Region pointing data:
┄┄┄┄┄┄┄┄┄┄┄┄┄┄┄┄┄┄┄┄
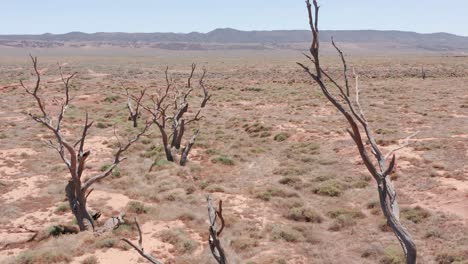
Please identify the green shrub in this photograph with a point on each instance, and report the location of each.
(61, 208)
(286, 233)
(281, 137)
(302, 214)
(225, 160)
(289, 180)
(393, 255)
(90, 260)
(106, 243)
(330, 188)
(275, 192)
(415, 215)
(136, 207)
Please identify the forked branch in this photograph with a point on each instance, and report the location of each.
(215, 244)
(382, 165)
(139, 247)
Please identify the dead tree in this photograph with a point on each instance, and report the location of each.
(139, 248)
(134, 114)
(73, 153)
(352, 111)
(215, 245)
(213, 240)
(170, 113)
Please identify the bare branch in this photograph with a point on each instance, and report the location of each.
(139, 248)
(405, 144)
(357, 121)
(215, 245)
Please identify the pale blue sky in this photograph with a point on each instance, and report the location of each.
(61, 16)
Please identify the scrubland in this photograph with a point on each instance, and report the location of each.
(271, 147)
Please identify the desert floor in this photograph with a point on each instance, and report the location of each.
(294, 189)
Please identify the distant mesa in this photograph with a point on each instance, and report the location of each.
(229, 38)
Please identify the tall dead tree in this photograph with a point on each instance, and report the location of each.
(139, 248)
(170, 113)
(214, 242)
(213, 238)
(73, 153)
(134, 113)
(381, 165)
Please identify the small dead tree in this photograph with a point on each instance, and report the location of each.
(213, 240)
(170, 113)
(73, 153)
(215, 245)
(352, 111)
(139, 248)
(134, 113)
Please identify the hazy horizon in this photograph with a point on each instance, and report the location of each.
(149, 16)
(251, 30)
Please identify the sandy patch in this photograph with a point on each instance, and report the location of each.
(96, 74)
(13, 156)
(42, 219)
(26, 187)
(115, 201)
(151, 243)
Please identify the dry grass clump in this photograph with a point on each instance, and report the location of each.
(224, 160)
(415, 215)
(90, 260)
(304, 214)
(54, 250)
(332, 188)
(281, 137)
(393, 255)
(344, 218)
(292, 233)
(268, 194)
(257, 130)
(452, 257)
(180, 239)
(137, 207)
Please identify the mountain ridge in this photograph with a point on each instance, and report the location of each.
(439, 41)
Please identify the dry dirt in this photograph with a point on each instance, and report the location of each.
(263, 180)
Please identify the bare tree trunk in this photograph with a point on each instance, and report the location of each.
┄┄┄┄┄┄┄┄┄┄┄┄┄┄┄┄┄┄┄┄
# What you should do
For this exercise, retype the data above exactly and skip every image.

# Solution for this task
Please identify the green shrub in this photograph with a point on each instance, and report the location of each.
(61, 208)
(286, 233)
(281, 137)
(302, 214)
(225, 160)
(289, 180)
(393, 255)
(90, 260)
(106, 243)
(330, 188)
(275, 192)
(415, 215)
(136, 207)
Please identify the forked branch in this photograph with a point on each instance, and report the location of each.
(215, 244)
(382, 165)
(139, 247)
Please identify the dead tree in this photograph with a point on each instance, and report the location of each.
(139, 248)
(134, 114)
(73, 153)
(352, 111)
(215, 245)
(213, 240)
(170, 113)
Please identify the bare branch in this photograph with a point on each instance, and report the location of each.
(139, 248)
(405, 144)
(357, 121)
(215, 245)
Please identify the pale blue sky in this photograph with a point on each instance, and report the location of each.
(61, 16)
Please identify the scrubland in this photograph with a point on each instance, and report the location of each.
(271, 147)
Please identify the desert floor in this photograph with a point on each instance, and report the location of each.
(294, 189)
Please identify the distant mesa in this photograph with a point on each instance, and report the location of each.
(229, 38)
Please identify the tall dead tree in this photograph with a point on each instance, and report the location of each.
(139, 248)
(170, 113)
(214, 242)
(213, 238)
(73, 153)
(134, 113)
(381, 165)
Please identify the small dead tree in this photograph with a point on each instance, and report the location of each.
(213, 240)
(170, 113)
(73, 153)
(215, 245)
(352, 111)
(139, 248)
(134, 113)
Please identify the hazy horizon in this photograph with a point on each instance, and report the location of each.
(149, 16)
(251, 30)
Please identify the sandy patch in this photograph with a point on each instance, and report the location of each.
(96, 74)
(13, 156)
(42, 219)
(26, 187)
(115, 201)
(151, 243)
Please identify the dry grass clump in this photograph with a point on each instance, and report the location of each.
(224, 160)
(415, 215)
(90, 260)
(304, 214)
(54, 250)
(332, 188)
(281, 137)
(393, 255)
(344, 218)
(292, 233)
(268, 194)
(257, 130)
(452, 257)
(180, 239)
(137, 207)
Please identify the mountain ridge in this photograph with a point on each instance, and report the location of each.
(439, 41)
Please identify the dry dirt in this photograph with a point on each instance, and report the location of each.
(263, 180)
Please identify the bare tree trunk in this photograph with a point on each instance, and report the location of each.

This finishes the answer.